═══ RECORDS FOR THIS TASK ═══

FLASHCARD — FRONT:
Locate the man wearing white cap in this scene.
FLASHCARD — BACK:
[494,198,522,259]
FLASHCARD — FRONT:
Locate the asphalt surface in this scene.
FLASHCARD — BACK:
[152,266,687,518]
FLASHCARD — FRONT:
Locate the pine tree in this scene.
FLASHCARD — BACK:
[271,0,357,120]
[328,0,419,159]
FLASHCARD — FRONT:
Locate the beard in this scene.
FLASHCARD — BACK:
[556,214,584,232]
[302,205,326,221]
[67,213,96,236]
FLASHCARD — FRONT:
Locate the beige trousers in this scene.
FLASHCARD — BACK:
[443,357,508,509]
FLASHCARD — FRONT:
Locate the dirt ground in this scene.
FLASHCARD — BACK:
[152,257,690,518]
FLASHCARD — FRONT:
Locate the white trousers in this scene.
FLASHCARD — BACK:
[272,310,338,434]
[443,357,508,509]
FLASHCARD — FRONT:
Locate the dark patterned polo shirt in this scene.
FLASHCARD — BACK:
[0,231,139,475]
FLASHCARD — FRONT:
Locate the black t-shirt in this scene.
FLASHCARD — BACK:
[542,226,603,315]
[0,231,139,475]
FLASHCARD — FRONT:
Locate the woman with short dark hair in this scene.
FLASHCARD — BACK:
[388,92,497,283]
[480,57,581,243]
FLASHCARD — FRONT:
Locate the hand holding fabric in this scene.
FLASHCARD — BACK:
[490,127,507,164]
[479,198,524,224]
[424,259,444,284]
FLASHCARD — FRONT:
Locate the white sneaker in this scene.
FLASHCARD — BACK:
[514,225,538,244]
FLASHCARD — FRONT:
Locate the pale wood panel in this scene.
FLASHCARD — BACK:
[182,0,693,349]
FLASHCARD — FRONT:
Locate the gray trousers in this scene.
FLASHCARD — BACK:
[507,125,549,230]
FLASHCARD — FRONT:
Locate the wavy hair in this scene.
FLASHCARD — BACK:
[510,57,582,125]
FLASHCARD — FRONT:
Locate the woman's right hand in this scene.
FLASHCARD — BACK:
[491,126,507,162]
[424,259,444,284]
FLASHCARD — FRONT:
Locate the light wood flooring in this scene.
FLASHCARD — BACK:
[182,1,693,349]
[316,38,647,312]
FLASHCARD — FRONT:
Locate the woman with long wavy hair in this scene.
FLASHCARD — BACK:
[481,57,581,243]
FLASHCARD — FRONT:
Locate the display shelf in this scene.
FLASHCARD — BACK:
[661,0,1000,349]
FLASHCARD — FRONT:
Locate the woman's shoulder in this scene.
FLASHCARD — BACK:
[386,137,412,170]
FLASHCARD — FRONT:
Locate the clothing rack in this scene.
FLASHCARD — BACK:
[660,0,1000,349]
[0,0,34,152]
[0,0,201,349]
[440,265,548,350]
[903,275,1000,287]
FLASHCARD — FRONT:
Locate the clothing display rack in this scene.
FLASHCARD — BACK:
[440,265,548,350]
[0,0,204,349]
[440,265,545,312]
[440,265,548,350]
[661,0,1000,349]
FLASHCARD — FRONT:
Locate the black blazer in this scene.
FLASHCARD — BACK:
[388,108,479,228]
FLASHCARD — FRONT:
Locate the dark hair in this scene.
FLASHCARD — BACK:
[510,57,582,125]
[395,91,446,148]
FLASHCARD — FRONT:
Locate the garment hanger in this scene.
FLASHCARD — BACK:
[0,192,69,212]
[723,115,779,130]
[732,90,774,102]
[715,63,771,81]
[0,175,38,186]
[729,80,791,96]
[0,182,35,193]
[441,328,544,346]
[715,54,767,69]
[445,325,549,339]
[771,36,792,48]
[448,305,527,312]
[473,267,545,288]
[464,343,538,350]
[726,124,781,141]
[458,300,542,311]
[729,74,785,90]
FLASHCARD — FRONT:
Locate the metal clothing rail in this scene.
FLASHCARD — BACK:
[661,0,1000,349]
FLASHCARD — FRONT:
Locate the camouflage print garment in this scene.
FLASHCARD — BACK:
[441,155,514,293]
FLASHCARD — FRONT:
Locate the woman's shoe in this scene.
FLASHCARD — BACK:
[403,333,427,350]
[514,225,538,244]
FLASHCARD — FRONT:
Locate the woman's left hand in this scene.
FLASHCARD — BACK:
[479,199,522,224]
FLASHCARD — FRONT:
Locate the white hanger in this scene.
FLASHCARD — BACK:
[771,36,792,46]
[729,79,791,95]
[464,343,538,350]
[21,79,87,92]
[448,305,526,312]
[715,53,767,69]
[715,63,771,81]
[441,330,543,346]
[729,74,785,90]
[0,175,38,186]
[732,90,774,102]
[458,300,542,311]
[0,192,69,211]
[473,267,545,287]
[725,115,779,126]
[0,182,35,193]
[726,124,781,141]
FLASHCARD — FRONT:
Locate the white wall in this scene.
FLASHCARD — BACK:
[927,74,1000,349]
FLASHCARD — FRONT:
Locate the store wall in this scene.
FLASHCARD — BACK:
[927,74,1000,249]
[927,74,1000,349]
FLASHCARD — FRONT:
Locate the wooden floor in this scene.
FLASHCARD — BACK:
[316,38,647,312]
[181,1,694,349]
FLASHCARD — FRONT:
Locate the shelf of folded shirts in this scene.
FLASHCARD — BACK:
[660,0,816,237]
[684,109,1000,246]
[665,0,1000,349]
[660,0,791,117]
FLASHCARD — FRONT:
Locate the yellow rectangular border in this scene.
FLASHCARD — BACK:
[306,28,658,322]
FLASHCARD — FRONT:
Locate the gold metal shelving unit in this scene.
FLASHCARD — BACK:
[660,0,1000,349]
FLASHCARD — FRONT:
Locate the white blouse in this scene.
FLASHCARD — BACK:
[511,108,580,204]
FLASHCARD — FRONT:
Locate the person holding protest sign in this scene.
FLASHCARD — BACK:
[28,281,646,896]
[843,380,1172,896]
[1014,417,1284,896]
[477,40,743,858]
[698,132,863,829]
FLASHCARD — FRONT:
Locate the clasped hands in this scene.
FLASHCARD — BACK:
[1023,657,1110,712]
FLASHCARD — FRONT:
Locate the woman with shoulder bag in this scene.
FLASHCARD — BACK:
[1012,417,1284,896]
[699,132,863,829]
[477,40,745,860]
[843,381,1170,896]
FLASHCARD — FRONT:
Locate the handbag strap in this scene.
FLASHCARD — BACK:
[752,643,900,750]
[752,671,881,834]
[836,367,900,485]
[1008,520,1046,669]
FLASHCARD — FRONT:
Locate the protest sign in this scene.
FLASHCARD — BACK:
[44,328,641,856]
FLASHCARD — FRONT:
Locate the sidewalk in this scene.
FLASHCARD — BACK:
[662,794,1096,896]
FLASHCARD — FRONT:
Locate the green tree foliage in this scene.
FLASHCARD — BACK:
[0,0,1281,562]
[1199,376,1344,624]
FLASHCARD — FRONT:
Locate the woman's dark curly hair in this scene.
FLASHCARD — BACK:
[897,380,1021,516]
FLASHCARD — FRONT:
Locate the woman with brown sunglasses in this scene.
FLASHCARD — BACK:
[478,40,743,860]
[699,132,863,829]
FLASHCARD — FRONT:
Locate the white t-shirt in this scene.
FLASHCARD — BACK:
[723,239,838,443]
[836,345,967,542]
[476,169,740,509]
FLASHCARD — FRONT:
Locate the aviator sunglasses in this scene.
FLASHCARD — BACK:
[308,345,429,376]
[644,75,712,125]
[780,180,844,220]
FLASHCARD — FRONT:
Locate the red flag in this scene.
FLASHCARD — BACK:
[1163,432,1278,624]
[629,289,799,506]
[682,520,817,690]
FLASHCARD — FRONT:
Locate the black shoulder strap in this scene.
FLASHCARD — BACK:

═══

### REQUIREMENTS
Rewrite everything from the start of the records down to the line containing "[328,0,419,159]", both ends included, with "pine tree" switched to "oak tree" and nothing else changed.

### TASK SOLUTION
FLASHCARD — FRONT:
Locate the man wearing white cap in this scene.
FLASHCARD — BACK:
[494,198,522,259]
FLASHCARD — FRONT:
Locate the asphalt surface in this scene.
FLASHCARD — BACK:
[152,266,687,518]
FLASHCARD — FRONT:
Locate the oak tree in this scene.
FLASHCARD — BACK:
[271,0,357,120]
[328,0,419,159]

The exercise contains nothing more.